[BEGIN TEXT SHOWN]
Saturday, August 27, 2016

Hey Publishing World: Christianity is Diverse, Too




I see a lot of #PubRants about diversity. That's awesome. That's really awesome. As someone who has mixed race heritage, has grown up in largely diverse neighborhoods, and who has friends of all backgrounds and stories, it's really important to me. But like any demographic, I get frustrated when I see my own stereotyped.

Except I'm not talking about race or sexuality. I'm talking about religion.

I kept track this week of how many times on Twitter I saw the words "Christian" used by people (those involved in the publishing industry to any degree). I saw it a few dozen times. Every single time it was in a harshly negative sense, combined with often with the word "white" and related to topics such as abuse, sexism, rape culture, and hatred. And I want to tear my hair out sometimes because I am a Christian, and I have never been a victim of nor a participant in abuse, sexism, rape culture, nor hatred. While some have, most have not.

A few months ago, I looked up the book Devoted. Now, before I go on, let me clarify that I only read of much of it as was available on Amazon, mostly because I am extremely broke (which is sad because I love books.) However, it made me upset rather quickly for a number of reasons. I recognize that the story set forth in Devoted is based off of real, legitimate situations and those stories break my heart. No one should have to go through such suppression.
[END TEXT SHOWN]
▶ **WRITTEN TASK A**
In the entries, take the part that opens with the line containing "# test: point to the row" and closes with the line containing "[[414, 247]]", and write it out again with "dirt footpath" changed to "dirt trail" and nothing else altered. Give only those lines.
[BEGIN DATASET]
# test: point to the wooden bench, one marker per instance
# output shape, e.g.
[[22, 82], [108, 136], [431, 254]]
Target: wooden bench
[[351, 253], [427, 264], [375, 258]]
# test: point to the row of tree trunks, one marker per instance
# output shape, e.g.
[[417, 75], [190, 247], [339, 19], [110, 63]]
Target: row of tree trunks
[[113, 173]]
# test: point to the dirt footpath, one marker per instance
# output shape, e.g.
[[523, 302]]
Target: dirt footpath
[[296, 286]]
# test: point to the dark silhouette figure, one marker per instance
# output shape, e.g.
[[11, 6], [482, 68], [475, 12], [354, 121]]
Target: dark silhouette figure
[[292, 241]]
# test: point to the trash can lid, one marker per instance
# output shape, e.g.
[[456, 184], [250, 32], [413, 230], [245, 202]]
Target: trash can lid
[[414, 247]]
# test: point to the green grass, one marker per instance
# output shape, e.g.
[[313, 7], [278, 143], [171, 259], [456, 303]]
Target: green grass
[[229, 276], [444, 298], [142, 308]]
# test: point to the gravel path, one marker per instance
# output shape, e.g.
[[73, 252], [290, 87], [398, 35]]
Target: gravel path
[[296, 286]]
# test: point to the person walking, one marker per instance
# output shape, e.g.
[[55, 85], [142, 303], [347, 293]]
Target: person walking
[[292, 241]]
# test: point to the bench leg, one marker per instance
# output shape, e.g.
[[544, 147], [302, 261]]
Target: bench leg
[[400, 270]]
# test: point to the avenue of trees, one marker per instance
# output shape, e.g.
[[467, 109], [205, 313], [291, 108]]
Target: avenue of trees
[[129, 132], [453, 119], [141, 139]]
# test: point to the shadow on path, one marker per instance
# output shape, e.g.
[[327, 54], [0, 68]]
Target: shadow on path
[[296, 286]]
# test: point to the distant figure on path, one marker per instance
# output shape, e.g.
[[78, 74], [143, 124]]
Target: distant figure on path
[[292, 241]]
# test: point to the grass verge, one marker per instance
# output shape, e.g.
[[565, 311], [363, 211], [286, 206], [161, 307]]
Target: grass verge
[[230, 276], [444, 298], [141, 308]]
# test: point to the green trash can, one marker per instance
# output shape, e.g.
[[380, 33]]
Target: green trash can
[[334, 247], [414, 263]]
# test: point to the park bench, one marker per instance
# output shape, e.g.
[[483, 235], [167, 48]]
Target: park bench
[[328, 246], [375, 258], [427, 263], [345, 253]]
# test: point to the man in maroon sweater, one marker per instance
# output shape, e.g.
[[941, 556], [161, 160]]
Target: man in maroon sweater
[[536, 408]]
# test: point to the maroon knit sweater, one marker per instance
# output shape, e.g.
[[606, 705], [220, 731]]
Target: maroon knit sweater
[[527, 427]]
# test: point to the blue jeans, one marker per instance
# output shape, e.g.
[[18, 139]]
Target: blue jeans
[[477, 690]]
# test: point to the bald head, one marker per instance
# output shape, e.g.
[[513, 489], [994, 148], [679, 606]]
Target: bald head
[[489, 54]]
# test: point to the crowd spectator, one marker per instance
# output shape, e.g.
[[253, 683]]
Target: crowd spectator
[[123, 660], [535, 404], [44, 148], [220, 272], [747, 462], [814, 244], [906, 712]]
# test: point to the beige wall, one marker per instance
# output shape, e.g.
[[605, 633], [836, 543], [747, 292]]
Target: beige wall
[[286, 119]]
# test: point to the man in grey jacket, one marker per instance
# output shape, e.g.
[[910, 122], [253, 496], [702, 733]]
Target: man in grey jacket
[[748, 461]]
[END DATASET]
▶ **WRITTEN TASK B**
Answer these about the post on Christianity and diversity in publishing:
(i) How many times did the writer see the word "Christian" on Twitter that week?
(ii) What book did the writer look up a few months ago?
(iii) Where did the writer read the part of that book they read?

▶ **COMPLETE RESPONSE A**
# test: point to the row of tree trunks, one marker per instance
# output shape, e.g.
[[417, 75], [190, 247], [339, 19], [110, 63]]
Target: row of tree trunks
[[113, 173]]
# test: point to the dirt trail, one marker per instance
# output shape, e.g.
[[523, 302]]
Target: dirt trail
[[296, 286]]
# test: point to the dark silhouette figure, one marker per instance
# output shape, e.g.
[[11, 6], [482, 68], [475, 12], [354, 121]]
Target: dark silhouette figure
[[292, 241]]
# test: point to the trash can lid, one marker per instance
# output shape, e.g.
[[456, 184], [250, 32], [413, 230], [245, 202]]
Target: trash can lid
[[414, 247]]

▶ **COMPLETE RESPONSE B**
(i) A few dozen times.
(ii) Devoted.
(iii) On Amazon, as much as was available there.